— Extrait du document —
==================================================
La philosophie de Gabriel Marcel
est un existentialisme iconoclaste qui aboutit au Dieu chrétien. La vie
éternelle se fonde sur l'amour envers l'être aimé. Si le public s’entête à
méconnaître l’œuvre du philosophe Gabriel Marcel, c’est parce qu’elle est
réputée difficile, voire confuse. Il suffirait pourtant de la mordre à la
pulpe, en dépit de ses contours un peu rêches, pour en constater les multiples
richesses.
La philosophie de Gabriel Marcel
requiert en définitive plus d’empathie que d’analyse pour être comprise; en
effet, son essence est d’ordre purement affectif (pour ne pas dire
existentiel), et la bonté demeure irrémédiablement son dernier mot. Enfin, la
grande question qui la traverse de part en part est la suivante: comment la foi
peut-elle être objet d’analyse intelligible, alors même qu’elle transcende tout
savoir?
L’amour, plus fort que la mort, conduit au christianisme
L’expérience subjective est le
fondement de la philosophie de Gabriel Marcel (la perte de sa mère alors qu’il
n’a que trois ans), et sa première leçon est la suivante: l’amour envers un
être implique l’immortalité de ce dernier, car l’amour est affirmation
d’éternité. Cette vérité première, discernable par tout un chacun, induit
nécessairement l’espérance: lorsque j’aime totalement quelqu’un, j’espère (ne
serait-ce qu’un instant) l’éternité de ce lien, la dilatation infinie de sa
force. Or l’espérance est justement le fondement de la foi catholique, et
l’amour est le message que professe Jésus.
==================================================
— Liste présentée —
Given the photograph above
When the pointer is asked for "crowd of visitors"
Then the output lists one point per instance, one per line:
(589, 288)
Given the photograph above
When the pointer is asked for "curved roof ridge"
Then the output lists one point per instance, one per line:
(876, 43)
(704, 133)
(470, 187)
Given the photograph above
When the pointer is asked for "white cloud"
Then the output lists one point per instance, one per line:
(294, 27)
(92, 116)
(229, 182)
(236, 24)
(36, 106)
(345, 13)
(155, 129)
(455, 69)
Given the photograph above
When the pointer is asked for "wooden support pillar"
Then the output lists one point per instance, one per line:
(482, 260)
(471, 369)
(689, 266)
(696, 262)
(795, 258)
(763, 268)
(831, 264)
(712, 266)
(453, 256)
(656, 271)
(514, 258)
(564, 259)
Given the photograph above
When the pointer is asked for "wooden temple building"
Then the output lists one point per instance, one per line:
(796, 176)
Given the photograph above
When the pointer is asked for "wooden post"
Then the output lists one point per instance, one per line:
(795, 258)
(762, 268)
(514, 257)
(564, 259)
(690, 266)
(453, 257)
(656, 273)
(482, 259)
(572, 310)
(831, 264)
==================================================
— Consignes —
**A)** D'après l'extrait sur Gabriel Marcel, quelle expérience subjective fonde sa philosophie ?
**B)** Citez tout le passage de l'extrait sur Gabriel Marcel, depuis « L’amour, plus fort » jusqu'à « que professe Jésus. ».

— Réponses —
**A)** La perte de sa mère, alors qu'il n'a que trois ans.

**B)**
L’amour, plus fort que la mort, conduit au christianisme
L’expérience subjective est le
fondement de la philosophie de Gabriel Marcel (la perte de sa mère alors qu’il
n’a que trois ans), et sa première leçon est la suivante: l’amour envers un
être implique l’immortalité de ce dernier, car l’amour est affirmation
d’éternité. Cette vérité première, discernable par tout un chacun, induit
nécessairement l’espérance: lorsque j’aime totalement quelqu’un, j’espère (ne
serait-ce qu’un instant) l’éternité de ce lien, la dilatation infinie de sa
force. Or l’espérance est justement le fondement de la foi catholique, et
l’amour est le message que professe Jésus.